● **Provided passage**:
·····

Media-related issues were the subject of an award-winning project created by Miami University Interactive Media Studies (IMS) students, which recently earned the Grand Prize Faculty/Student Collaboration Award at the Fair Use and Free Speech Film Contest.

IMS professors and students chose this project, which was executed in an IMS capstone class, to help high school and college students think critically about the media. The DVD they created, aptly titled Critical Media, confronts a variety of issues concerning the media, including the problem of direct-to-consumer pharmaceutical advertising, the subversive history of television, the typical dreams of television anchors, Channel One in-school commercial TV news service and the ethics of the U.S. government's public relations.

"I wanted people to understand the political and economic forces that influence what we watch on TV," said Bettina Fabos, an IMS and journalism assistant professor at Miami who helped lead the spring 2006 capstone class toward winning the award.

·····

● **Data records**:
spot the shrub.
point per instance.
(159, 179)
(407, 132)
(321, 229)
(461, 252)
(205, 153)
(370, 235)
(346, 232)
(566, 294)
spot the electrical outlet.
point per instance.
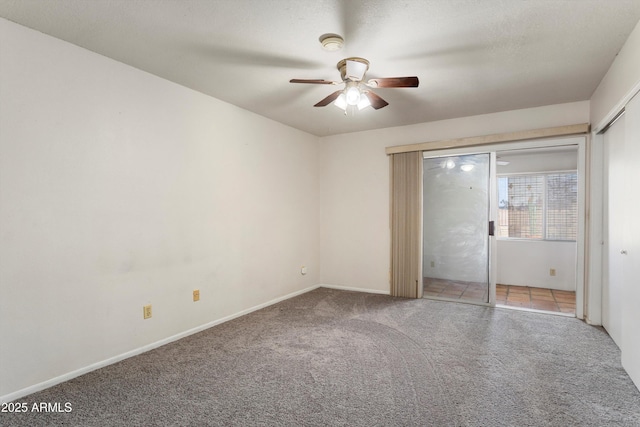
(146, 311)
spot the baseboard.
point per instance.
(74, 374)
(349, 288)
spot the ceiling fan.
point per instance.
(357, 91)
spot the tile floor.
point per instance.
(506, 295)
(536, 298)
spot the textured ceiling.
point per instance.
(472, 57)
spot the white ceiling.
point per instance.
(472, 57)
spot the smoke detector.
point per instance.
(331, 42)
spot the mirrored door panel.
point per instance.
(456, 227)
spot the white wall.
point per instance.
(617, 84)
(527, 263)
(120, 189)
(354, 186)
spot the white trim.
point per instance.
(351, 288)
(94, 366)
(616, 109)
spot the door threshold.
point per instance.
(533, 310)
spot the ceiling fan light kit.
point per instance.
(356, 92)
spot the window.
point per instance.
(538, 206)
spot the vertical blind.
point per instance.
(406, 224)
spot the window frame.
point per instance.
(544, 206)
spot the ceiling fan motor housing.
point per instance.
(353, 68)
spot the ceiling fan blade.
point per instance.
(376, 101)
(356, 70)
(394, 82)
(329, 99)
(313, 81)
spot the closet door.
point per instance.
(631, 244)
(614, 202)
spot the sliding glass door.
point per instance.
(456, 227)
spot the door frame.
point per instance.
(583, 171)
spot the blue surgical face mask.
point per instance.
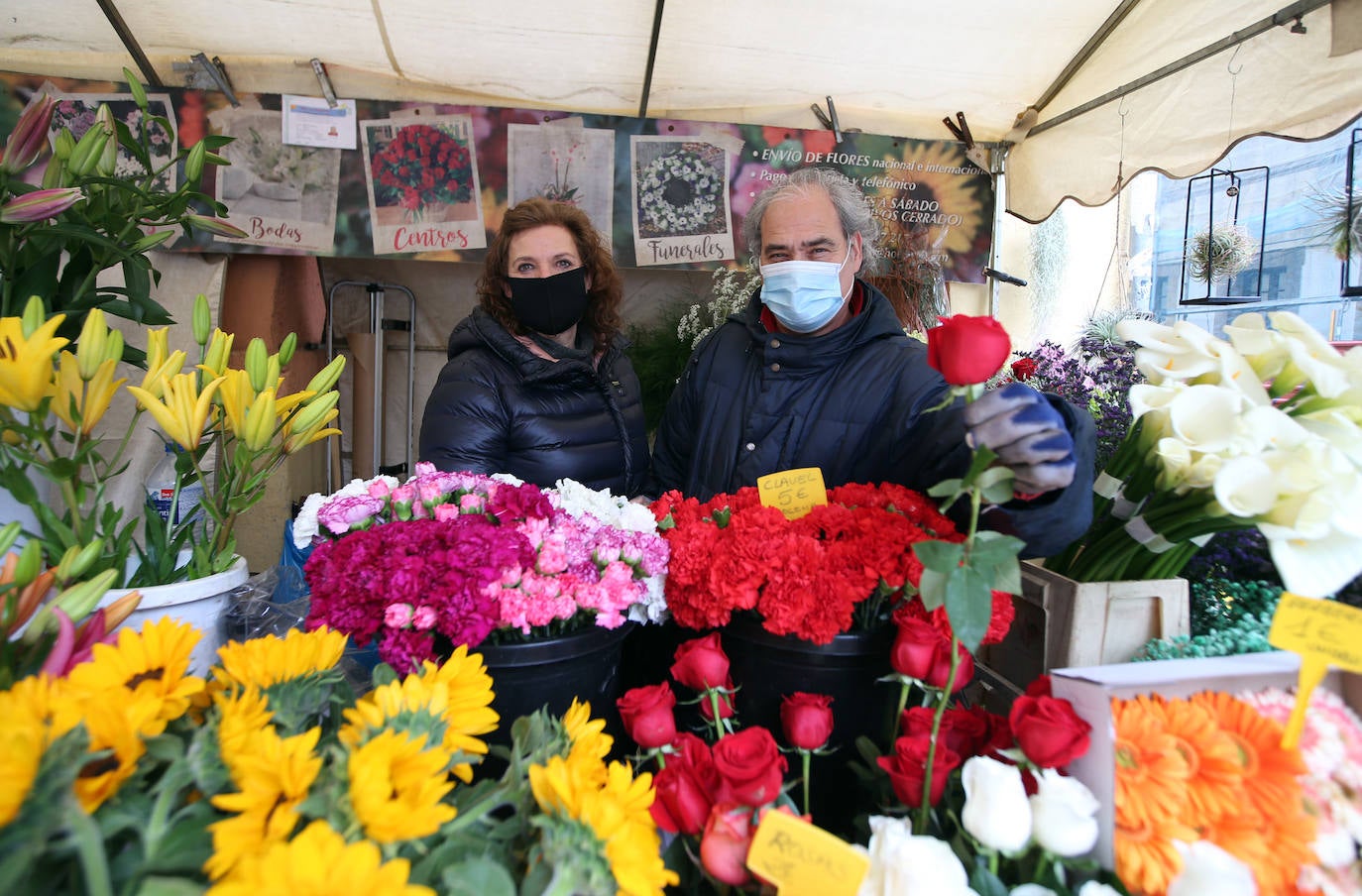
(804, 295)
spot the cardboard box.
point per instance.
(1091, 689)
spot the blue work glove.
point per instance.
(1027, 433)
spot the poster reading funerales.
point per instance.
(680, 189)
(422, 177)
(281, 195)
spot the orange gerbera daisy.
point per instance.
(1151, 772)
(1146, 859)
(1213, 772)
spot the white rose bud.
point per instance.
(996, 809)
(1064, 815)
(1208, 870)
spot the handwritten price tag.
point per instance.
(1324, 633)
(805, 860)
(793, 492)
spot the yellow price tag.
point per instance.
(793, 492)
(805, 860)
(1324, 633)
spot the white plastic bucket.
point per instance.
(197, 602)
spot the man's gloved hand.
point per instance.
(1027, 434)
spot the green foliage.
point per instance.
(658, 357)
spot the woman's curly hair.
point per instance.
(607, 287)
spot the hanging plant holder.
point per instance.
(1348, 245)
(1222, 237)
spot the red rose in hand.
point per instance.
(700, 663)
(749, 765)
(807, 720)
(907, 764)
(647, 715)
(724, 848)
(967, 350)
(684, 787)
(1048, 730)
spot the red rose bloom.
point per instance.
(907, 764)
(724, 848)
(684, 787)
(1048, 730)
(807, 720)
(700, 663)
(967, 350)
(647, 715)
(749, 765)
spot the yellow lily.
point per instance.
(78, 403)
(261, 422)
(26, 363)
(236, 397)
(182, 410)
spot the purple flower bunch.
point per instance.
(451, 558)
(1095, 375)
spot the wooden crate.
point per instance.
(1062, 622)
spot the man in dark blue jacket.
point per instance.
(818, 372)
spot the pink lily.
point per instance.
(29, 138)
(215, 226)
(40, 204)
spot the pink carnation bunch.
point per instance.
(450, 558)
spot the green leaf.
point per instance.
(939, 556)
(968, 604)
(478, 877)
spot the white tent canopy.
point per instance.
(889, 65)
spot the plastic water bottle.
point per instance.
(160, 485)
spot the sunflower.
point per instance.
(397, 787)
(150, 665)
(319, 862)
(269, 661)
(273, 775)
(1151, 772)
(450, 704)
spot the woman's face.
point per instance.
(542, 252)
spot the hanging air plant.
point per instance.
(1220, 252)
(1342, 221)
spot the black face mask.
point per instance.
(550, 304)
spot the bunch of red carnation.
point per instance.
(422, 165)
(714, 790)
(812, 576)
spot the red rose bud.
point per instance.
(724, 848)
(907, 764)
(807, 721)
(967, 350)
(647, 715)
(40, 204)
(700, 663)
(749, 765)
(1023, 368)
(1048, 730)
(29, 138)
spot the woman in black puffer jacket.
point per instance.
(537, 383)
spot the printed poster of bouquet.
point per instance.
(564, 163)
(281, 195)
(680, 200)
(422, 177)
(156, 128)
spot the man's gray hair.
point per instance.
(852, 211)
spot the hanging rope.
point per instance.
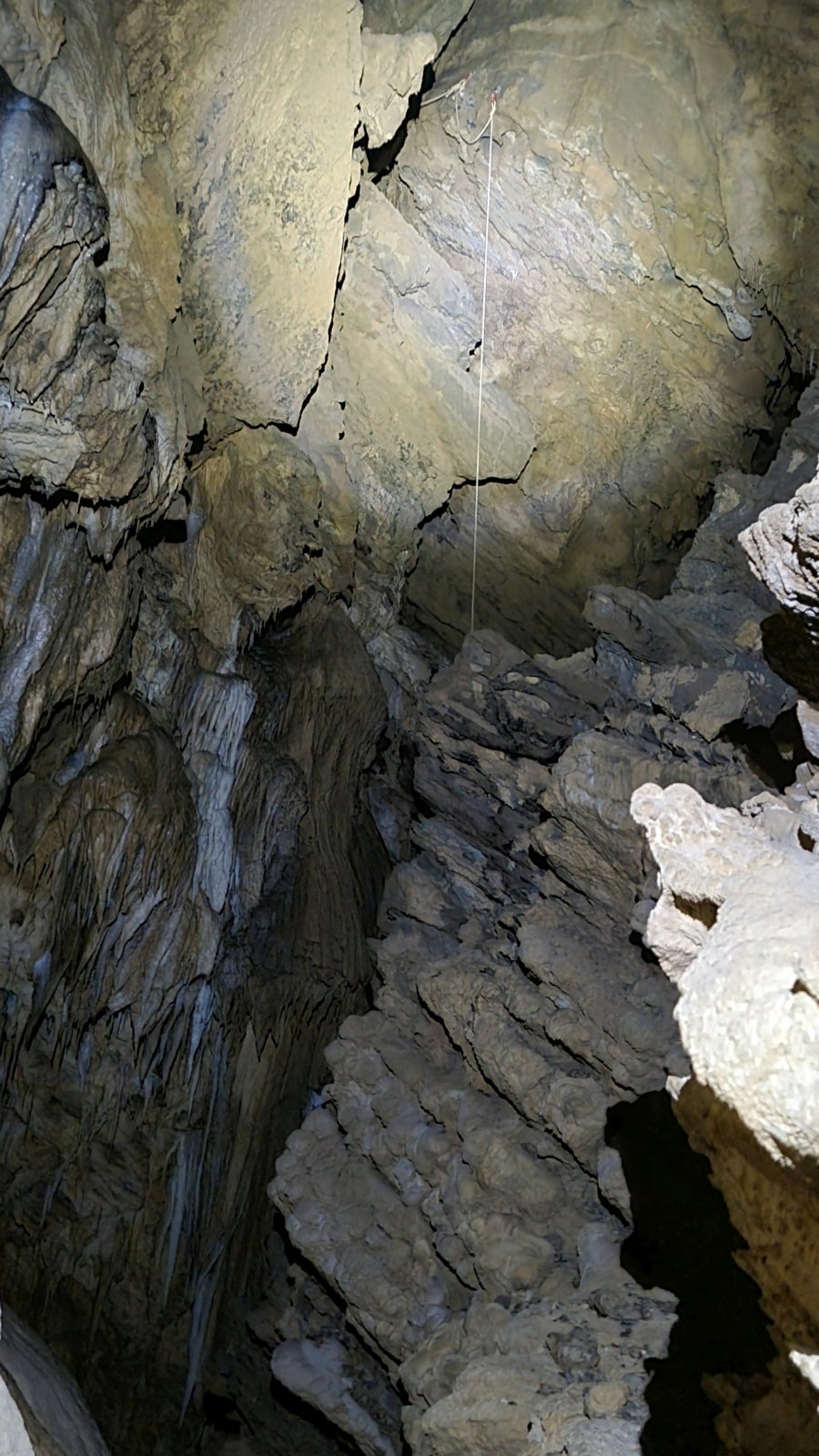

·····

Can you return the full passage about the Critical Media project by Miami University students, word for word?

Media-related issues were the subject of an award-winning project created by Miami University Interactive Media Studies (IMS) students, which recently earned the Grand Prize Faculty/Student Collaboration Award at the Fair Use and Free Speech Film Contest.

IMS professors and students chose this project, which was executed in an IMS capstone class, to help high school and college students think critically about the media. The DVD they created, aptly titled Critical Media, confronts a variety of issues concerning the media, including the problem of direct-to-consumer pharmaceutical advertising, the subversive history of television, the typical dreams of television anchors, Channel One in-school commercial TV news service and the ethics of the U.S. government's public relations.

"I wanted people to understand the political and economic forces that influence what we watch on TV," said Bettina Fabos, an IMS and journalism assistant professor at Miami who helped lead the spring 2006 capstone class toward winning the award.